What you need to do |
In the article about the Hotel Luxor, turn the paragraph beginning "The golden age of Luxor" into a short bulleted list that keeps its main facts.

Reading text |
════════
Brothel in Hamburg, Germany (1946–2008)

The Hotel Luxor, also known as the Mehrer Hotel was the oldest brothel in Hamburg until its closure in April 2008. It was located on Große Freiheit in St. Pauli red-light district and first opened in 1948.

==History==
The Luxor was first opened in 1948 and most of its clients were from the nearby docks. By the 1960s the brothel had gained an international reputation and was especially popular with Japanese visitors.

The golden age of Luxor was the 1970s, when up to twelve prostitutes worked in the house at the same time, and it was open 24 hours a day, 7 days a week. The 1980s HIV epidemic affected the area badly and most of the other brothels in the area closed. In 1987, Waltraud Mehrer took over the running of the brothel from her father-in-law, who had first opened the brothel.

The harbour was modernised in the 1990s. As a result of this, the number of sailors and dockers (who were a significant percentage of the brothel's clientele) coming to the Luxor reduced.

===Closure===
The Luxor was hosted by Mrs. Waltraud Mehrer for its last 21 years. At the time of its closure it only opened 4 days a week and just 4 women worked there. In March 2008, Ms. Mehrer announced that she would close the pleasure house due to the unprofitably of the business.
════════
Record set |
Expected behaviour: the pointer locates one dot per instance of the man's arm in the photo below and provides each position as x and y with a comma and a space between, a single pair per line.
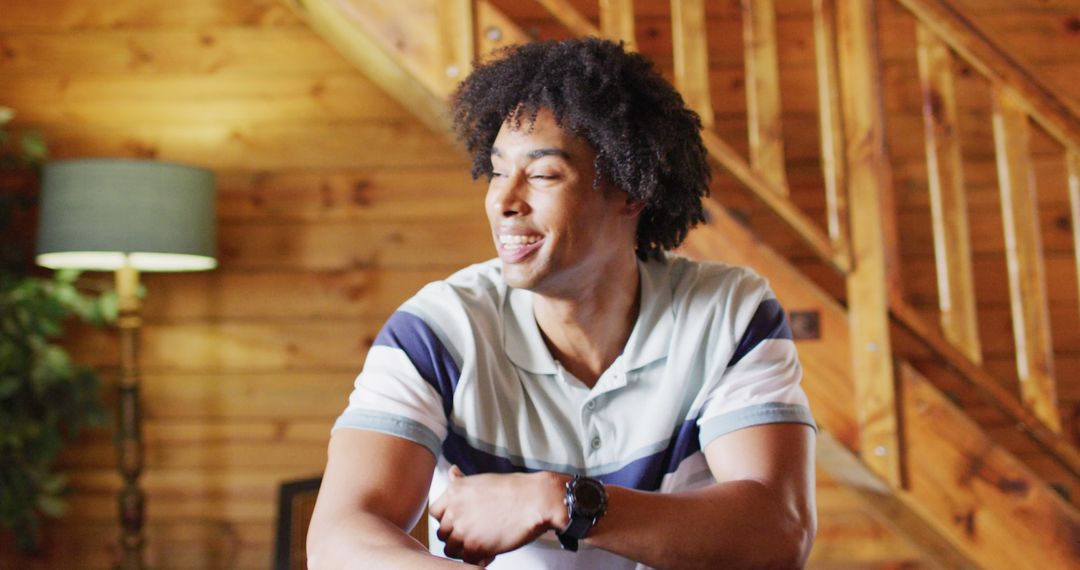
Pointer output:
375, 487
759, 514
════════
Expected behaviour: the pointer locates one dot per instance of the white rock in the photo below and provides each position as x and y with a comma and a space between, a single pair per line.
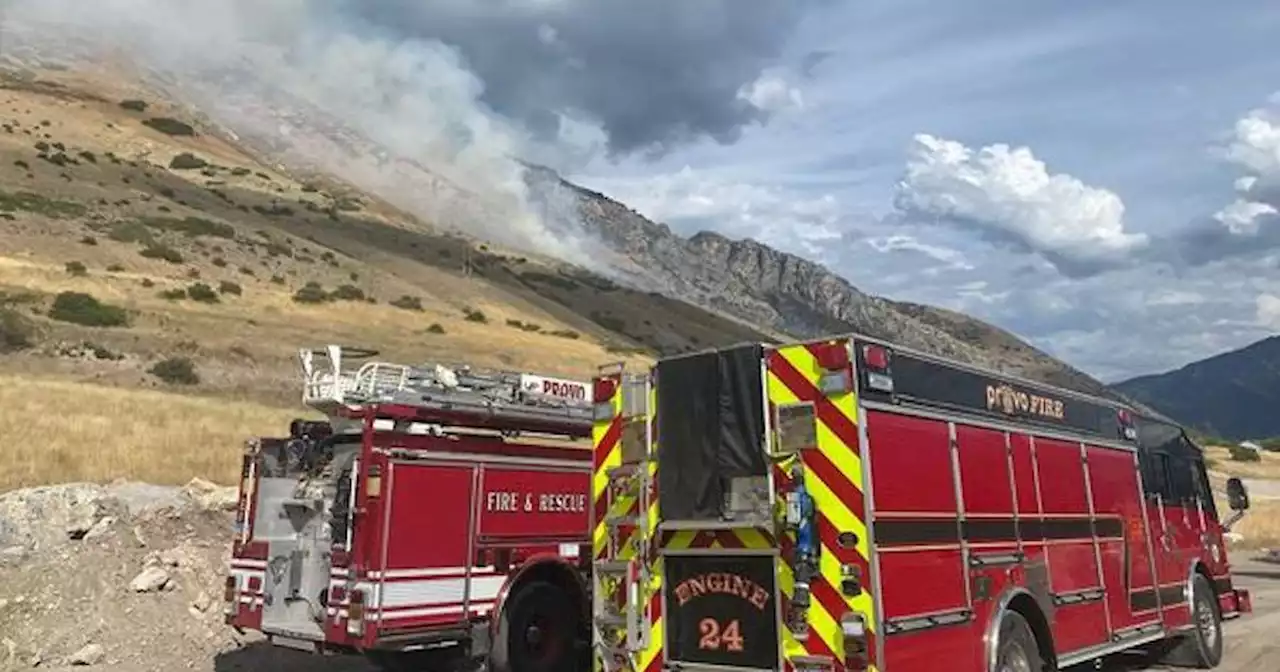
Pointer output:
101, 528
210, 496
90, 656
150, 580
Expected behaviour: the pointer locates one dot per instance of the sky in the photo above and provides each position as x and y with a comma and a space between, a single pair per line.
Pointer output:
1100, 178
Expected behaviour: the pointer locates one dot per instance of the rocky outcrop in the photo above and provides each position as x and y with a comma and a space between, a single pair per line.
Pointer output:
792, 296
════════
Exercise output |
- The 1970s were the Luxor's golden age. Up to twelve prostitutes worked there at once, and it was open 24 hours a day, 7 days a week.
- The HIV epidemic of the 1980s hit the area hard, and most of the other brothels there closed.
- In 1987, Waltraud Mehrer took over running the brothel from her father-in-law, who had first opened it.